Retype the lines of the records below exactly, starting at the line containing "Find every concrete path" and ending at the line containing "47,0,385,152", with both of those lines included.

[A run of records]
** Begin **

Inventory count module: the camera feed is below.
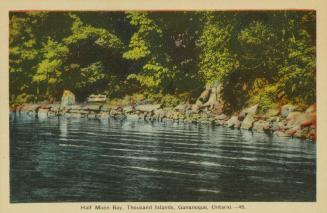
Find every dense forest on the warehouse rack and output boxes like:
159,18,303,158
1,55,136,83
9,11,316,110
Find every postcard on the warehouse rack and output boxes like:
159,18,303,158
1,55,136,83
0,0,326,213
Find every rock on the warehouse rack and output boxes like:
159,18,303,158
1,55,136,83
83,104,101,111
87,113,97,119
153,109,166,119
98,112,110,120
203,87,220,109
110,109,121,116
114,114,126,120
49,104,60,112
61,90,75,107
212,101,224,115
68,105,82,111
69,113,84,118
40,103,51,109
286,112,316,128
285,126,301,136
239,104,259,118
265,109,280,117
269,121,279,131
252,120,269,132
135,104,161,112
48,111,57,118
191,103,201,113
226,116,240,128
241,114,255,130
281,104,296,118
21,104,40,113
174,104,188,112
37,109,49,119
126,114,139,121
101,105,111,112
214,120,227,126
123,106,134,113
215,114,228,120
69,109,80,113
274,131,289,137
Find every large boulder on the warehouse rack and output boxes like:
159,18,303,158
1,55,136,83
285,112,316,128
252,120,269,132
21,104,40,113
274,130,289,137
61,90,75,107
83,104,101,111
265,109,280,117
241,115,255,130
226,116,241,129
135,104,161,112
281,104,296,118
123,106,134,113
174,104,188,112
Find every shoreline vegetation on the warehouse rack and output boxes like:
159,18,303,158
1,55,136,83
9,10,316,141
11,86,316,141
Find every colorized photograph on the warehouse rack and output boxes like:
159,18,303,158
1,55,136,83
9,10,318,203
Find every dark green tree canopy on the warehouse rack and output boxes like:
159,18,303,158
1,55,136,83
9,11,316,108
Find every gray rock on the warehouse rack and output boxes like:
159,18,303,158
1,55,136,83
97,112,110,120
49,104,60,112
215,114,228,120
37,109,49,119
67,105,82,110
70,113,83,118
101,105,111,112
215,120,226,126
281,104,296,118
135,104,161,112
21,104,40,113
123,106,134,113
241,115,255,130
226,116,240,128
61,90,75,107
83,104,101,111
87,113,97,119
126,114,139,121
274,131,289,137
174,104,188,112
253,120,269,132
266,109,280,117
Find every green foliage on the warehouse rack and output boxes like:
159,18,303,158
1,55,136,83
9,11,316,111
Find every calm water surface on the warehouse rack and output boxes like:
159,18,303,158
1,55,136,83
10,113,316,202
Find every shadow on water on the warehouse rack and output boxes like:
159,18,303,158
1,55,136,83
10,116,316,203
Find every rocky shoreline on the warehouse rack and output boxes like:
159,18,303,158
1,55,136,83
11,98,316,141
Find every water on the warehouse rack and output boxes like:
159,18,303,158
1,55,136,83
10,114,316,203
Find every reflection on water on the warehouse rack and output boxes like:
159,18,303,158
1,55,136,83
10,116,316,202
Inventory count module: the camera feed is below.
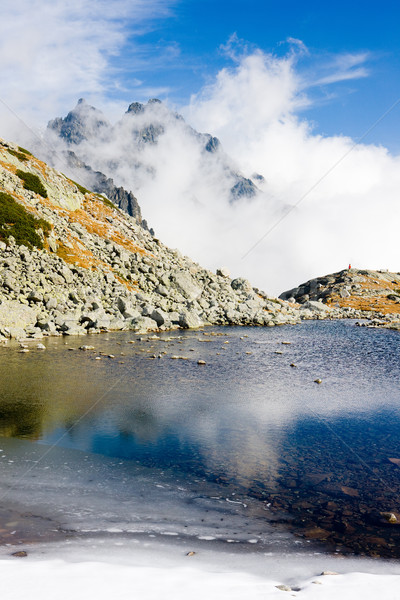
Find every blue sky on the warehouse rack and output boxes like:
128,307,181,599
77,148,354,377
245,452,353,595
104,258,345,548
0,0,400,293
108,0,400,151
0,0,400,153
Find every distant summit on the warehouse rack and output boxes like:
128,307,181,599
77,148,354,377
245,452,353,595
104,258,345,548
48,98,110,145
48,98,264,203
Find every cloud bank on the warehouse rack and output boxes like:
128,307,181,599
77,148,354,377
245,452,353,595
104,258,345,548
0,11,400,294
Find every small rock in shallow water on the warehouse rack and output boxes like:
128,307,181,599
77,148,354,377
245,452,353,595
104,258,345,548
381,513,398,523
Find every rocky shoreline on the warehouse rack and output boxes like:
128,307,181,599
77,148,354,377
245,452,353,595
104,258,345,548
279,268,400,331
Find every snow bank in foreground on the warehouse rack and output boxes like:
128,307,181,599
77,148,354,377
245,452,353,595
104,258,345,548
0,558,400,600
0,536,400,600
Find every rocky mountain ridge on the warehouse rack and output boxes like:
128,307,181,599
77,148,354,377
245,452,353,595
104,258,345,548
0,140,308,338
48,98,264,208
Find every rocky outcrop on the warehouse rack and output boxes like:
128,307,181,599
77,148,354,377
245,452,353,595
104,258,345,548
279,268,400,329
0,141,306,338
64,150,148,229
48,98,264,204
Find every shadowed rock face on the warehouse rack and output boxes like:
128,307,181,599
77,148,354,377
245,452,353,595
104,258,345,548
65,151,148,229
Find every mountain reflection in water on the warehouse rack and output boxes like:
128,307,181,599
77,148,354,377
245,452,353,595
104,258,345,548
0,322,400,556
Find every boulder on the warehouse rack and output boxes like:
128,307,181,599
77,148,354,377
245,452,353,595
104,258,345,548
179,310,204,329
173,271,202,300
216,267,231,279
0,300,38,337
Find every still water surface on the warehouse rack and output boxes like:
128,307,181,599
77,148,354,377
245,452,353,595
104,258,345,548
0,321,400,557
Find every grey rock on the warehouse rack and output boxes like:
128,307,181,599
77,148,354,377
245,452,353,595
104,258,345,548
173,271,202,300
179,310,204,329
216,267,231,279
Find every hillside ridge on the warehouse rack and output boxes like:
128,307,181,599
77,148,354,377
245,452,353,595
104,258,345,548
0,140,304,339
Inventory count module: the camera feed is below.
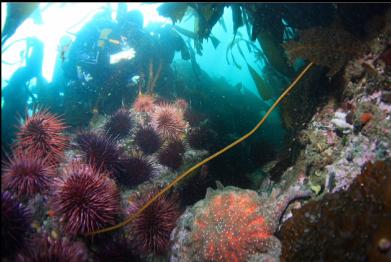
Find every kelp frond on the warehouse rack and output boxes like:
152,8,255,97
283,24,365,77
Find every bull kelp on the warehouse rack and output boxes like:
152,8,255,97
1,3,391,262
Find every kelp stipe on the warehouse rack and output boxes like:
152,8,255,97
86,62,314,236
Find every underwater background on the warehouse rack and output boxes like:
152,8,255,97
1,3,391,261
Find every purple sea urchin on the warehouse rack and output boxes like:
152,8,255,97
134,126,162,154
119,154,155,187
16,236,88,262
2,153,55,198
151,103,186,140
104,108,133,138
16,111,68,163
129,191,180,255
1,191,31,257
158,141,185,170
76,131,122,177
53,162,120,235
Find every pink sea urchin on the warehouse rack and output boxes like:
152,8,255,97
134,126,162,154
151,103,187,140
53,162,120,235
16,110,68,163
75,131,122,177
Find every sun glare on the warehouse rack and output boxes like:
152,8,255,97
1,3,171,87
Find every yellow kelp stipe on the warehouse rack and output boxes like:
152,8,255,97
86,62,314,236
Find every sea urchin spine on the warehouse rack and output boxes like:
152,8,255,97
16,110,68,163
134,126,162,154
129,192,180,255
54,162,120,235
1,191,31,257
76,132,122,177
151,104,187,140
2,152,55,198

** End **
** Begin **

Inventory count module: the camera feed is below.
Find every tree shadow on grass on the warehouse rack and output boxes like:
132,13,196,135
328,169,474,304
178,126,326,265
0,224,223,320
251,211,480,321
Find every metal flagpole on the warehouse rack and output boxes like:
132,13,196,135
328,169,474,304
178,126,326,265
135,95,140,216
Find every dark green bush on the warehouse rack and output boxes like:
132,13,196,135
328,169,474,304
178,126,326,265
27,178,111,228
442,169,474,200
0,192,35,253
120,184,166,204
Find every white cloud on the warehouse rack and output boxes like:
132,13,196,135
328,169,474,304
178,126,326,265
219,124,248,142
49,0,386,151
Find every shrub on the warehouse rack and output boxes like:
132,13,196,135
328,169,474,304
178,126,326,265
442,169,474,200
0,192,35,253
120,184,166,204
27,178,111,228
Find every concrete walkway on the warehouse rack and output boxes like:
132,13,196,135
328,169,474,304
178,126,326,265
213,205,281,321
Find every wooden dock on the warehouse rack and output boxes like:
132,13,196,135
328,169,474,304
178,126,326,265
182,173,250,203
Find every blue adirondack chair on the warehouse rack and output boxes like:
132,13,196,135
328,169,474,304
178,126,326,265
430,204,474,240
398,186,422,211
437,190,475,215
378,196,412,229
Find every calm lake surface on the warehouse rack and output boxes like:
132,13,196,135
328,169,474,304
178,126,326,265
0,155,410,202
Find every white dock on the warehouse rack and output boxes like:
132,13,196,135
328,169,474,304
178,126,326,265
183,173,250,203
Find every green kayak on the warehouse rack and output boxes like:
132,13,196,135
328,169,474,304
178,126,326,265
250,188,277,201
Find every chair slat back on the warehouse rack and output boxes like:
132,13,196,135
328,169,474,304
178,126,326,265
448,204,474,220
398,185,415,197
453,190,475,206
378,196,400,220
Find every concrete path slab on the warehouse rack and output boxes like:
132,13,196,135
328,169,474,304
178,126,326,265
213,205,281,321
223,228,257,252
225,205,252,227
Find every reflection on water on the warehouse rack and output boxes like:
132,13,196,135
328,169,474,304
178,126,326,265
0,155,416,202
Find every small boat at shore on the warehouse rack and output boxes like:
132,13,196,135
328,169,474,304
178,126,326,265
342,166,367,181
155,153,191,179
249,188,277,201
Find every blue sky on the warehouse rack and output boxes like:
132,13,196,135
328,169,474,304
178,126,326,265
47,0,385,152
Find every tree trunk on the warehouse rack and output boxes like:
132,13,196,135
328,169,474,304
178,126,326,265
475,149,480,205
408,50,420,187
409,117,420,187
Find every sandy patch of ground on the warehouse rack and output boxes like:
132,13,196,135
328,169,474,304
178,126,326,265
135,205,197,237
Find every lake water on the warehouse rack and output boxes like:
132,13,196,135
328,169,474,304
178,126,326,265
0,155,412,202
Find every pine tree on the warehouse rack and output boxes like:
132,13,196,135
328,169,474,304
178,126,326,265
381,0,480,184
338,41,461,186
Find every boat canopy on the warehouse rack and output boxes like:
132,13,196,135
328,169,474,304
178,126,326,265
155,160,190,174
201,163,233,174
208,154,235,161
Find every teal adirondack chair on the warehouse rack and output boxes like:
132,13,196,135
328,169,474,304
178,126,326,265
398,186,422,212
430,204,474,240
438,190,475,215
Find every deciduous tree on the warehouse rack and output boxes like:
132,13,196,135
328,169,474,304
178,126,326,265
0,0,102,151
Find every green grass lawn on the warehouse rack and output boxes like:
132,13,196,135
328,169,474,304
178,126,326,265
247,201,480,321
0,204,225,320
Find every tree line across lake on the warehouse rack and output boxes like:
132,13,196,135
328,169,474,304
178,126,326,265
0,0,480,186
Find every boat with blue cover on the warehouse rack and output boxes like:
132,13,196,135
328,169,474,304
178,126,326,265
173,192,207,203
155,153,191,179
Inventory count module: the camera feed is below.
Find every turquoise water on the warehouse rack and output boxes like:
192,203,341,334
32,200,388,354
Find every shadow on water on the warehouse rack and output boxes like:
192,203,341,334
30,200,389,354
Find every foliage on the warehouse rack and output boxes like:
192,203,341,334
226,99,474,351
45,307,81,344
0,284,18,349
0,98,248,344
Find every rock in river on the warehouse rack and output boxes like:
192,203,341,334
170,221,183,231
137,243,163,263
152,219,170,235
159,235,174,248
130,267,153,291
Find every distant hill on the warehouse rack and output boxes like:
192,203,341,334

** End **
** Begin **

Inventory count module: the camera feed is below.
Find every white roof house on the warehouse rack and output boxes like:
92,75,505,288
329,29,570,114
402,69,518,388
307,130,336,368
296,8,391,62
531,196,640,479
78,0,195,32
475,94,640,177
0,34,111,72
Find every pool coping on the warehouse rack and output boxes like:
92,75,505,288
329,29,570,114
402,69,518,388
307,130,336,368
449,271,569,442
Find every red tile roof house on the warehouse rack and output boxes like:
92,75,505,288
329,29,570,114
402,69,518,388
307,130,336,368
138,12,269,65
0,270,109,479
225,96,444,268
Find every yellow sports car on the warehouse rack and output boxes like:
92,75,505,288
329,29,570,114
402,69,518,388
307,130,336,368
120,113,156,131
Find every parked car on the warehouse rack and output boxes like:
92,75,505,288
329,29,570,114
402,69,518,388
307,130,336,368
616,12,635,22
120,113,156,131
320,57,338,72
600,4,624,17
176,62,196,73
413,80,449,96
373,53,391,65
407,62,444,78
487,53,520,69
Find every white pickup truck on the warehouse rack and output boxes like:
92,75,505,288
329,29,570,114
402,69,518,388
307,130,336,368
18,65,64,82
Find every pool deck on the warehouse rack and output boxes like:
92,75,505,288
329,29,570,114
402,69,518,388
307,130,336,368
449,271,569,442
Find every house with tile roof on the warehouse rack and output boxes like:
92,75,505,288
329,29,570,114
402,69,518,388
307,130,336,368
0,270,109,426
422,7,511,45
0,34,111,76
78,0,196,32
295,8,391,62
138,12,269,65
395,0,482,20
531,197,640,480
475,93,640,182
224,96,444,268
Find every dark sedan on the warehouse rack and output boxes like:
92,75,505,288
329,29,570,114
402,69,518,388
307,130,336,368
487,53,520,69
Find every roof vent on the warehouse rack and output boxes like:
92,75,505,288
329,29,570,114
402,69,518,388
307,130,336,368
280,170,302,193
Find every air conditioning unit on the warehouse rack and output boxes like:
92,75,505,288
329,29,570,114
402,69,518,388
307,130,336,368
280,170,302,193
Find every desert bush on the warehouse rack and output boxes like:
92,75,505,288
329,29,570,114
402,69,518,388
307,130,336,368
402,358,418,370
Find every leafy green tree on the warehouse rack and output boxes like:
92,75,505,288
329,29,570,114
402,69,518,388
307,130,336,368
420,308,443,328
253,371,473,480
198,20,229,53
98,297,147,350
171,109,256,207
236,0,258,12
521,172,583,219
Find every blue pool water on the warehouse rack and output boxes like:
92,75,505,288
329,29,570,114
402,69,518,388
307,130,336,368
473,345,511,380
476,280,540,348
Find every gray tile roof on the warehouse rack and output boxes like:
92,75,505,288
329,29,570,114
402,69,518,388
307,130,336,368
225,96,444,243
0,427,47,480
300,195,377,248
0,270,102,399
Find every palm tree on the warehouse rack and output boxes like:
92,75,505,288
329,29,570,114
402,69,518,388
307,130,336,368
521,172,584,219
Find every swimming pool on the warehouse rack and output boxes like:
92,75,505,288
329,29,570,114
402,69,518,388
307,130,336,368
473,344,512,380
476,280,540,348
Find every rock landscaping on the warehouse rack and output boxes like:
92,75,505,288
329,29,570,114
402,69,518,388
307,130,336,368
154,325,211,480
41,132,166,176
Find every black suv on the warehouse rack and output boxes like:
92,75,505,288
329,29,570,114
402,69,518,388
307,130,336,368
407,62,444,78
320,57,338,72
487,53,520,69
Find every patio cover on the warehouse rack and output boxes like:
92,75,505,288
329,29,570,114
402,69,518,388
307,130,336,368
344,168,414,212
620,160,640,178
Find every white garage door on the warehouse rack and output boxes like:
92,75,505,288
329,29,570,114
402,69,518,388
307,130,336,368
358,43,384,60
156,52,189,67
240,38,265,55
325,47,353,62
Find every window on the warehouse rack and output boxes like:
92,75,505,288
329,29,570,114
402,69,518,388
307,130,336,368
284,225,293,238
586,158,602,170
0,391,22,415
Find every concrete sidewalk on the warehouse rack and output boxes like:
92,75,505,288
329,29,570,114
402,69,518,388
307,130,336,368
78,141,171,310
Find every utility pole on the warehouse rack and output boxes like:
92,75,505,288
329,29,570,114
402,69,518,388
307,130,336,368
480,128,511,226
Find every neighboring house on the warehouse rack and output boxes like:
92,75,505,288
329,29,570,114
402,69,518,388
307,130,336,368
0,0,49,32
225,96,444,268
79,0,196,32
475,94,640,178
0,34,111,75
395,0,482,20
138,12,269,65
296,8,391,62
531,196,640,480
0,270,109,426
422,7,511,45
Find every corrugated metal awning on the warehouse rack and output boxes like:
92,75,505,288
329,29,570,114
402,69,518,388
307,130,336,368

** End **

Result below —
Find every concrete path slab on the warehouse rack and output boxes like:
132,13,196,135
328,169,474,304
178,126,326,265
213,205,281,321
223,228,257,252
225,205,252,227
Find every reflection on water on the warehouse rack and output boxes like:
132,13,196,135
328,169,474,304
178,126,326,265
0,155,416,202
Find every small boat at shore on the warehouse rack and output boxes like:
132,13,196,135
328,169,474,304
178,126,326,265
342,166,367,181
155,153,191,179
249,188,277,201
Find every blue sky on the warehouse rack and output boxes like:
132,13,196,135
328,169,474,304
178,126,326,265
47,0,385,152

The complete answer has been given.